● **Görevler**:
(1) Aşağıdaki ifadelerin Paşinyan'ın Karabağ mesajını ele alan yazıyla uyuşup uyuşmadığını evet ya da hayır diye belirtin ve her yanıtı yazıdaki belirleyici sözcükleri aynen alıntılayarak destekleyin. (a) Paşinyan, haziran sonunda oyların yüzde 54'ünü alarak yeniden başbakan seçildi. (b) Dağlık Karabağ Cumhuriyeti'ni Erivan tanımaktadır. (c) Paşinyan'ın 2019'daki mesajında kahramanlık vurgusu yoktu.
(2) Paşinyan'ın Karabağ mesajını ele alan yazıyı son cümlesinden itibaren devam ettirin.

● **Alıntılanan metin**:
___

Ermenistan-Türkiye arasında uzlaşı ihtimali: Güney Kafkasya'da sınırlı barış

Oğul Tuna Independent Türkçe için yazdı

Fotoğraf: AA

Haziran ayı sonunda oyların yüzde 54'ünü alarak tekrar Ermenistan'ın Başbakanı seçilen Nikol Paşinyan, 2 Eylül'de Erivan dahil hiçbir başkentin tanımadığı Dağlık Karabağ Cumhuriyeti'nin sözde bağımsızlığının 30. yıl dönümüne ilişkin bir mesaj yayımladı.

Ermeni tarafının "Artsah" olarak adlandırdığı bu yönetime dair mesaj, haleflerinin ve hatta Paşinyan'ın önceki mesajlarından farklı bir şekilde sona eriyordu:

Ekonomik ve bilimsel ilerleme için uygun koşullar sağlanmadıkça 21. yüzyılda ulusların hayatta kalamayacağını, rekabetçi olamayağını ve gelişemeyeceğini iyi anlıyoruz. 

Bu yüzden dış çevrenin istikrarı ve kalıcı barış bölgedeki bütün halklar için gerçekten de bir zorunluk hâline geliyor.


Azerbaycan Dışişleri Bakanlığı, mesajdaki pek çok noktayı "Ermeni resmî makamları Azerbaycan topraklarında ayrılıkçılığı teşvik ediyor" diyerek uluslararası hukuk ve iç hukuk çerçevesinde kınadı.

Paşinyan, geçen sene Ermenistan ve Artsah'ın "bağımsızlık" gününü tek bir mesajla kutlamış ve hemen ertesinde kırk dört günlük İkinci Karabağ Savaşı başlamıştı. 2019'daki mesajı ise ayrıydı; fakat kahramanlık vurgularıyla doluydu.

___

● **Kaynak veriler**:
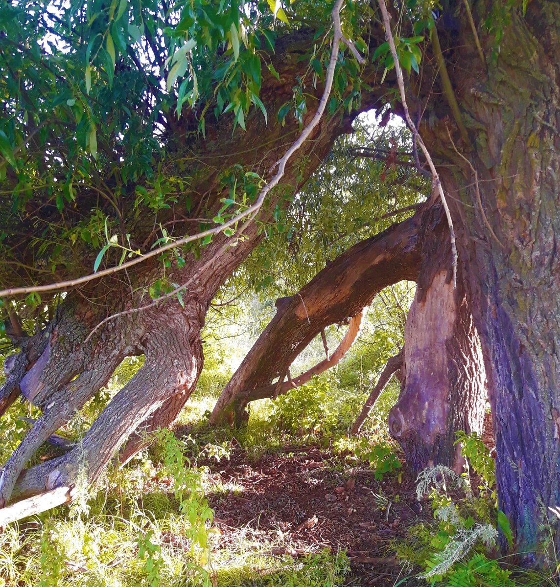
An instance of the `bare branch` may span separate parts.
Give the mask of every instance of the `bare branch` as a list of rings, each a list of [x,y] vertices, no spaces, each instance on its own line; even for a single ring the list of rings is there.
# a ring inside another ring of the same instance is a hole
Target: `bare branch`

___

● **Görevlerin yanıtları**:
(1)
(a) Evet: "Haziran ayı sonunda oyların yüzde 54'ünü alarak tekrar Ermenistan'ın Başbakanı seçilen Nikol Paşinyan"
(b) Hayır: "Erivan dahil hiçbir başkentin tanımadığı Dağlık Karabağ Cumhuriyeti'nin"
(c) Hayır: "fakat kahramanlık vurgularıyla doluydu"

(2)
Öyleyse kendi ülkesindeki ırkçılar tarafından "Türk ajanı", "hain", hatta doğrudan "Türk" olarak adlandırılan Ermeni Başbakanı'nın bu yılki mesajından ne anlamalı?


Bakü'nün barış ve uzlaşı çağrıları bölgede yankı buluyor

İkinci Karabağ Savaşı'nda galip gelerek otuz yıl kadar bir süre sonra bölgedeki statükoyu değiştiren Azerbaycan, Ermenistan'a uzun süredir barış çubuğunu uzatmaya, sınırların belirlenmesi işlemini tamamlamaya çalışıyor.

Rusya'nın gerek Kasım 2020'de gerek Ocak 2021'de somutlaşan arabuluculuk girişimleri de süreç içinde bir yere varmayınca ABD'nin Gürcistan aracılığıyla ya da doğrudan üstlendiği diplomatik girişimler kimi zaman sonuç verdi.

Yine de Zengezur koridoru sorunu çözülmediği gibi 2021 yazı boyunca sınır boyunda defalarca ihlal ve küçük çaplı çatışma yaşandı. 


Bütün sıkıntılara rağmen Cumhurbaşkanı İlham Aliyev, gerek iç gerek dış kamuoyuna yönelik barış çağrılarını yineledi.

ABD Başkanı Joe Biden'a hitaben yayımladığı 4 Temmuz mesajında da Vaşington'un Azerbaycan ile Ermenistan arasındaki barışın tesisinde üstlenebileceği rolü ifade etmişti.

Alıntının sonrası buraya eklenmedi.